──────── SELECTED PASSAGE

Admission to Trading on the London Stock Exchange

RNS Number : 1581H
Glencore International PLC
24 May 2011
 



NOT FOR RELEASE, PUBLICATION OR DISTRIBUTION, DIRECTLY OR INDIRECTLY, IN OR INTO, THE UNITED STATES OF AMERICA (INCLUDING ITS TERRITORIES AND POSSESSIONS, ANY STATE OF THE UNITED STATES AND THE DISTRICT OF COLUMBIA), CANADA, JAPAN, THE PEOPLE'S REPUBLIC OF CHINA (EXCLUDING HONG KONG), HONG KONG, AUSTRALIA OR THE REPUBLIC OF SOUTH AFRICA.

 

 

FOR IMMEDIATE RELEASE                                                                                                      

Baar, Switzerland                                                                                              24th May 2011

 

 

 

ADMISSION TO TRADING ON THE LONDON STOCK EXCHANGE

 

Further to its announcement on 19 May 2011, Glencore International plc (the "Company") is pleased to announce that its ordinary share capital of 6,922,713,511 shares has today been admitted to the Official List of the UK Listing Authority and to trading on the London Stock Exchange's main market for listed securities under the ticker "GLEN". Further information about the Company is available on its website at www.glencore.com.

 

 

Enquiries

 

For further information contact:

 

Glencore

Nicholas Bias (Investors)

t: +41 (0)41 709 2885

m: +41 (0)79 947 1348

e: nicholas.bias@glencore.com

 

Simon Buerk (Media)

────────────────
──────── ENTRIES

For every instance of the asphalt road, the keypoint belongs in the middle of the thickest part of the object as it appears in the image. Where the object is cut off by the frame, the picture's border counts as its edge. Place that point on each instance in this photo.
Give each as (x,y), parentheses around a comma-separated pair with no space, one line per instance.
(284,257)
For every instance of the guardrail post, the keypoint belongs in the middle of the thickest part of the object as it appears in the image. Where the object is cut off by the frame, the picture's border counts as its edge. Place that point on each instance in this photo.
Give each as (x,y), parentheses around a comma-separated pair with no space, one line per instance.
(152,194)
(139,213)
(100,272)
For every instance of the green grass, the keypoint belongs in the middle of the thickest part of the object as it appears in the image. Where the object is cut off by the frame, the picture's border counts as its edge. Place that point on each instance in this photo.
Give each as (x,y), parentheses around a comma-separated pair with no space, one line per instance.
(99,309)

────────────────
──────── ENTRIES

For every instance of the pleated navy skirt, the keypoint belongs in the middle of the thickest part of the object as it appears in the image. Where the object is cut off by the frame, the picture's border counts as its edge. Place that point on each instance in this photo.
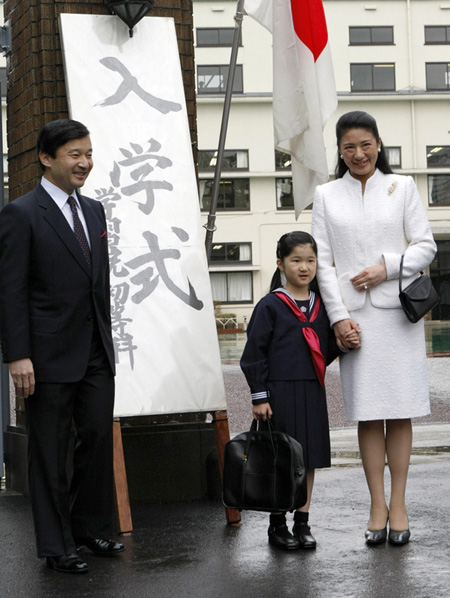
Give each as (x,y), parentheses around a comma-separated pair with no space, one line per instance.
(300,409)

────────────────
──────── ENTRIES

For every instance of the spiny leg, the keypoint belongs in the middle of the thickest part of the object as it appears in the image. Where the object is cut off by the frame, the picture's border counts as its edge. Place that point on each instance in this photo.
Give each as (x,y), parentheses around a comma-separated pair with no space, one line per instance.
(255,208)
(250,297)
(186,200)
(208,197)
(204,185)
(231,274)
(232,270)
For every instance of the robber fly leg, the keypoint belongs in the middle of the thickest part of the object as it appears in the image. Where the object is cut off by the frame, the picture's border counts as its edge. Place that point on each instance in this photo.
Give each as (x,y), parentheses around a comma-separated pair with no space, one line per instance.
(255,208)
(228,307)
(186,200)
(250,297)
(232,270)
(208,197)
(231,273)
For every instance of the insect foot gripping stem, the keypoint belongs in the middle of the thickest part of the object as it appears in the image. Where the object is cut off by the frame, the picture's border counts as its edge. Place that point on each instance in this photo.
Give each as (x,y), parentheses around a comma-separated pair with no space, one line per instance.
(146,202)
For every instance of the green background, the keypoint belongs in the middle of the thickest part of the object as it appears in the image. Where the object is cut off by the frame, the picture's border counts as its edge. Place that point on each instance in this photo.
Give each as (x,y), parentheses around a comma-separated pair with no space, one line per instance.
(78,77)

────────────────

• EXERCISES
1. Repeat the Glencore listing announcement word for word, beginning with "Further to its" and ending after "website at www.glencore.com.".
2. In the Glencore listing announcement, which ticker do the shares trade under on the London Stock Exchange?

• ANSWERS PER TASK
1.
Further to its announcement on 19 May 2011, Glencore International plc (the "Company") is pleased to announce that its ordinary share capital of 6,922,713,511 shares has today been admitted to the Official List of the UK Listing Authority and to trading on the London Stock Exchange's main market for listed securities under the ticker "GLEN". Further information about the Company is available on its website at www.glencore.com.

2. GLEN